_GIVEN PASSAGE:_
------------
Important to remember is that at that age kids can really only follow 2-3 steps at a time so breaking things into smaller steps is important but so is waiting for them to finish the steps they remember before giving new ones.

We are also seeing in the wake of 2020-21 school year that many children up to fourth grade are struggling with a complex list of instructions and some finer motor skills that could not be practiced while distance learning. Please be patient, they had a major disruption during a very important part of their development. Usually they are also frustrated that they can’t do something at the level they are expected to.
------------
_DATA LISTING:_
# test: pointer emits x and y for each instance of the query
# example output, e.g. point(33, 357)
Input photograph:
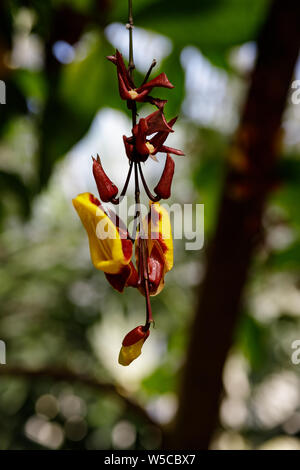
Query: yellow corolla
point(157, 233)
point(132, 345)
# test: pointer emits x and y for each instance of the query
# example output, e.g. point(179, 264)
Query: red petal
point(118, 281)
point(156, 102)
point(128, 147)
point(106, 188)
point(135, 335)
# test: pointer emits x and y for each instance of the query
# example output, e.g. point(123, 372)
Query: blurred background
point(62, 386)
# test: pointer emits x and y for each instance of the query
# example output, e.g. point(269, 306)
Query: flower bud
point(106, 188)
point(163, 188)
point(132, 345)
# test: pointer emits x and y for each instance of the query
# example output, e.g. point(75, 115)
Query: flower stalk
point(151, 238)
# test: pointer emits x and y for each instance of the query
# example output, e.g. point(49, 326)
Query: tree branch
point(249, 179)
point(64, 374)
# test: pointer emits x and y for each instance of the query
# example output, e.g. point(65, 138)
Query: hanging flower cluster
point(152, 238)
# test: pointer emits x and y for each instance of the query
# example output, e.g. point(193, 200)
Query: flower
point(111, 248)
point(156, 234)
point(128, 90)
point(163, 187)
point(156, 124)
point(132, 345)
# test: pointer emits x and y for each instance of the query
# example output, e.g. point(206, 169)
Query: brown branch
point(249, 179)
point(63, 374)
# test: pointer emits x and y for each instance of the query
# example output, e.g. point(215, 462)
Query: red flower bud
point(132, 345)
point(106, 188)
point(163, 188)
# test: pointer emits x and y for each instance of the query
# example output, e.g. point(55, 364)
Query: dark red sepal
point(163, 188)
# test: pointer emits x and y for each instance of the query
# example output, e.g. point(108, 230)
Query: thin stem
point(147, 190)
point(143, 265)
point(137, 202)
point(131, 66)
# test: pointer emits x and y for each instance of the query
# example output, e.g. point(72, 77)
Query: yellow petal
point(130, 353)
point(107, 254)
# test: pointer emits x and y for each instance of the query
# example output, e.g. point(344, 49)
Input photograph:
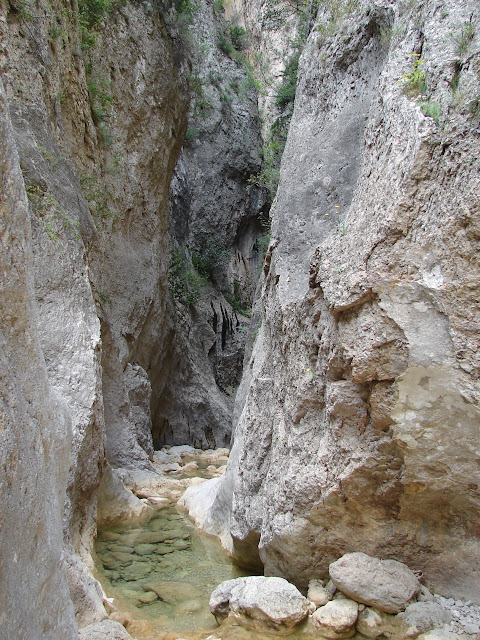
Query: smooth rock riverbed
point(163, 572)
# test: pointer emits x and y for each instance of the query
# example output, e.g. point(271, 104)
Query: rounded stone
point(387, 585)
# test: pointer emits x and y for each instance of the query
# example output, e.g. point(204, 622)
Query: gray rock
point(272, 602)
point(420, 617)
point(105, 630)
point(370, 623)
point(35, 430)
point(117, 505)
point(387, 585)
point(317, 593)
point(359, 345)
point(424, 595)
point(438, 634)
point(336, 619)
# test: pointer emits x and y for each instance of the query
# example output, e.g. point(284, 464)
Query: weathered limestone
point(318, 593)
point(358, 417)
point(215, 213)
point(35, 432)
point(272, 602)
point(97, 260)
point(387, 585)
point(105, 630)
point(117, 505)
point(336, 619)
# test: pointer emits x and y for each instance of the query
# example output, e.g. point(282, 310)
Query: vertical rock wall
point(216, 217)
point(359, 407)
point(35, 433)
point(94, 288)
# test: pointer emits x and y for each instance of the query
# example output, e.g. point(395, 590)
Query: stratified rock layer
point(358, 427)
point(387, 585)
point(35, 432)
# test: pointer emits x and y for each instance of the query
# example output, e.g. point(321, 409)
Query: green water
point(164, 572)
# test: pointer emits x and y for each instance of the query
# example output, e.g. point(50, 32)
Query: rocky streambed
point(158, 575)
point(164, 579)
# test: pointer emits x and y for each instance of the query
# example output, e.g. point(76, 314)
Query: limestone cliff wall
point(359, 407)
point(35, 432)
point(217, 212)
point(94, 293)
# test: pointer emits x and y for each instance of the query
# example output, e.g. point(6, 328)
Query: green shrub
point(210, 256)
point(49, 212)
point(463, 39)
point(184, 283)
point(238, 37)
point(414, 81)
point(235, 301)
point(431, 109)
point(286, 90)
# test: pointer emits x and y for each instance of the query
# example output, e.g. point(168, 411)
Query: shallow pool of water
point(164, 572)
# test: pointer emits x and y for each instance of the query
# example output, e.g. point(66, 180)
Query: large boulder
point(117, 505)
point(105, 630)
point(336, 620)
point(421, 617)
point(387, 585)
point(272, 602)
point(418, 618)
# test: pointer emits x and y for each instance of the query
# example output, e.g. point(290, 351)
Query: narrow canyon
point(243, 230)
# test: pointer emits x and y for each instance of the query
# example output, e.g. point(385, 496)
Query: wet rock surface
point(273, 602)
point(365, 356)
point(385, 584)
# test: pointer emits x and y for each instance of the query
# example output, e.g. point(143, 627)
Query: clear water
point(164, 572)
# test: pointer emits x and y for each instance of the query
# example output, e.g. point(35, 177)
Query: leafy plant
point(49, 211)
point(272, 155)
point(49, 155)
point(431, 109)
point(463, 39)
point(21, 9)
point(210, 256)
point(184, 283)
point(238, 37)
point(414, 80)
point(235, 301)
point(286, 90)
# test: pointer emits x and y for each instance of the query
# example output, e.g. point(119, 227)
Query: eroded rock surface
point(272, 602)
point(387, 585)
point(358, 409)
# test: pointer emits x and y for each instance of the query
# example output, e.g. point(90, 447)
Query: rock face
point(96, 248)
point(216, 219)
point(35, 435)
point(336, 619)
point(272, 602)
point(358, 411)
point(387, 585)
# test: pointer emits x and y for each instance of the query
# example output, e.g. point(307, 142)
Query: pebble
point(466, 617)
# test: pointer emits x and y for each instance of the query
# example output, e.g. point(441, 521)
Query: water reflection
point(164, 572)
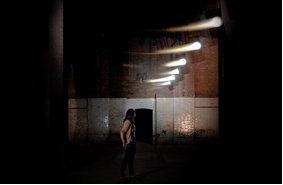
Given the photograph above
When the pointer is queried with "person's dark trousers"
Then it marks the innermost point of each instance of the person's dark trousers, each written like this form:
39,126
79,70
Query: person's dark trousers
129,159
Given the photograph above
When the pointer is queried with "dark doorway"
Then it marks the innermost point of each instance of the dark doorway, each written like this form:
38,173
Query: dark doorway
143,123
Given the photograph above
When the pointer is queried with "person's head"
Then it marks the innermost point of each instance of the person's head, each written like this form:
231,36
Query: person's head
130,114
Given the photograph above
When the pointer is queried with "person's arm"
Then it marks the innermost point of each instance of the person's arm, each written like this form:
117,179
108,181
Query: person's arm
123,133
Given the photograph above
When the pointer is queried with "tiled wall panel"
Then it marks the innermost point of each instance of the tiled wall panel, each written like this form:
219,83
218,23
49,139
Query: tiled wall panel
77,120
116,116
98,120
165,120
77,103
206,102
184,120
175,120
206,120
78,125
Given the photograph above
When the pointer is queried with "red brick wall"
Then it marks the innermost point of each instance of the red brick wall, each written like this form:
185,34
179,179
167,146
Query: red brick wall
105,75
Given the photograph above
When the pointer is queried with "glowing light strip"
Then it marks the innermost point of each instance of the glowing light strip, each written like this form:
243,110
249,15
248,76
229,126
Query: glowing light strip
175,71
177,49
201,25
129,65
163,84
176,63
172,77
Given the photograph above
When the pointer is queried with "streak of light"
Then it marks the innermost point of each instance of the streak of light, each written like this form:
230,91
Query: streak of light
162,84
199,25
176,63
178,49
173,72
168,78
130,65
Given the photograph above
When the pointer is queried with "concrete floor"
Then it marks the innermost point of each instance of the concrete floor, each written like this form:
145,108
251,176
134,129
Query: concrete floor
153,164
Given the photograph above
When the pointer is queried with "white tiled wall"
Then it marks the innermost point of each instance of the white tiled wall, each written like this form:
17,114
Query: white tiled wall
165,120
177,120
184,120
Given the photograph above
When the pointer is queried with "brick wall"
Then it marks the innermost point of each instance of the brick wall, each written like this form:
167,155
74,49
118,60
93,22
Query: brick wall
105,71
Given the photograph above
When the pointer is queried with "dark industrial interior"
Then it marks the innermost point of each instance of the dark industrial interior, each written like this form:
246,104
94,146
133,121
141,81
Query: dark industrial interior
60,57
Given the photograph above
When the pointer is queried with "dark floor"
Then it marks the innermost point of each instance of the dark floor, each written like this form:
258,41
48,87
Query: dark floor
157,165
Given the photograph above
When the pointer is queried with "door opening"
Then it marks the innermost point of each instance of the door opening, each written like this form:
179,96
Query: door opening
143,122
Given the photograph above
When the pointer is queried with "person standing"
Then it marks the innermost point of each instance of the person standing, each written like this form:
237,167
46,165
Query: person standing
128,138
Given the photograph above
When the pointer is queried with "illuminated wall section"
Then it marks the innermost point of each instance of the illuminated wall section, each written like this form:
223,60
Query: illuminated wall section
165,120
184,120
206,119
175,120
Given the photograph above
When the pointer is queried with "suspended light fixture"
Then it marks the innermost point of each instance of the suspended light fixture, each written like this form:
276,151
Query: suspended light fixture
176,63
169,78
178,49
162,83
173,72
200,25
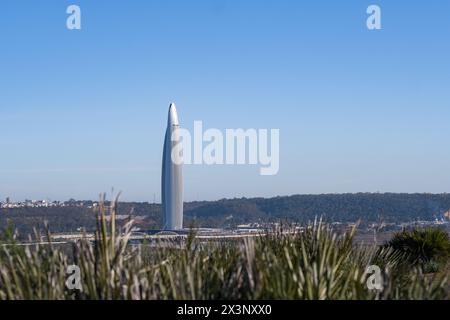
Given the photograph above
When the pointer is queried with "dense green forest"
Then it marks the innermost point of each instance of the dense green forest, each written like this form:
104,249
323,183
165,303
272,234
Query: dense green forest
367,207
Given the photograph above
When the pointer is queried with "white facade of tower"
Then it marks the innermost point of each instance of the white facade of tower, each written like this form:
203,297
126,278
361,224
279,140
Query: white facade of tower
172,176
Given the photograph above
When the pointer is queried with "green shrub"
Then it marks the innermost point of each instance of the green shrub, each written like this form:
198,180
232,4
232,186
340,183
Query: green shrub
313,262
426,248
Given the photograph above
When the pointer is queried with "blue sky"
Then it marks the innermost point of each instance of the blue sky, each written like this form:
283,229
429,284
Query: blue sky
85,110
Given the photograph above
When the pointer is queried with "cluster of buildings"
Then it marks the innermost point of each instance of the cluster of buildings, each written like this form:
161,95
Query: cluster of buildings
8,204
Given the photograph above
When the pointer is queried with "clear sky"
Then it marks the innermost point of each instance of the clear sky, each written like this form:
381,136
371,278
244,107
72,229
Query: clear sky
82,111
------------
What actions does the passage on children following instructions recommend that adults take? List every one.

_RESPONSE TO THIS TASK:_
- Break things into smaller steps.
- Wait for the children to finish the steps they remember before giving new ones.
- Be patient.